The input below:

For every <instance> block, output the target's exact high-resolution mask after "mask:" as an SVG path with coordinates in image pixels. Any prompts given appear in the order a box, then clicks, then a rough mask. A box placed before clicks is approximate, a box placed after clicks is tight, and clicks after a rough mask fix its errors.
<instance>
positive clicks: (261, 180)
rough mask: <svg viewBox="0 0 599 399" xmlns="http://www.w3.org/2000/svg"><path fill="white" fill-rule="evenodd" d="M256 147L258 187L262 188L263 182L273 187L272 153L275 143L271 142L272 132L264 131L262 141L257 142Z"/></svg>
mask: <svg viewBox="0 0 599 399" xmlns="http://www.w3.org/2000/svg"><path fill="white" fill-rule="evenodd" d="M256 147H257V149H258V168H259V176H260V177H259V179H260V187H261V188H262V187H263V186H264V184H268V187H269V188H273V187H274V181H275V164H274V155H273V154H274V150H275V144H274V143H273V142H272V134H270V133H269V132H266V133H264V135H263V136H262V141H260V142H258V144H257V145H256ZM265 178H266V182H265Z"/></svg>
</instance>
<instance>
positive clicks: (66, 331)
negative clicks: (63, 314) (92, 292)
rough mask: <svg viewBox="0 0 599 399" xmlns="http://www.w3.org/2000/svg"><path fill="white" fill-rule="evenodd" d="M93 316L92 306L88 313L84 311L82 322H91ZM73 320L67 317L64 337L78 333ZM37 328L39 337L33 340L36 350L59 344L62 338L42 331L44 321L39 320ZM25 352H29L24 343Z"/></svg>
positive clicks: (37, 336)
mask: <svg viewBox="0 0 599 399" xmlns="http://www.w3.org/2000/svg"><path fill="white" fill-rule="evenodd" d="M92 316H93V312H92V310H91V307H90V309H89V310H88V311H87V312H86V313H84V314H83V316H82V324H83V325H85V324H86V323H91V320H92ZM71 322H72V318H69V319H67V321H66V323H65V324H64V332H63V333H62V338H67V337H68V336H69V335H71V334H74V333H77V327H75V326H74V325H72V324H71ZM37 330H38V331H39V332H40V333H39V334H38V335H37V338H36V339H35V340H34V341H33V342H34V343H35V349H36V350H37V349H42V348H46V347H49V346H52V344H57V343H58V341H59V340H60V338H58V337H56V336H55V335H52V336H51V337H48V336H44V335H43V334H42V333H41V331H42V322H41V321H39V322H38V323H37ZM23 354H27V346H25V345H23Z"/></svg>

End of The input.

→ **Exercise**
In the data above, find the line that contains "positive clicks: (261, 180)", then reproduce exactly every line from the first line through that line.

→ **Exercise response**
For every <instance> block, output the target's exact high-resolution mask after "mask:" as an SVG path with coordinates in image pixels. Any prompts given appear in the order a box, then clicks, then a rough mask. A box placed before clicks is approximate, a box placed after clicks is tight, and clicks after a rough mask fix its errors.
<instance>
positive clicks: (261, 180)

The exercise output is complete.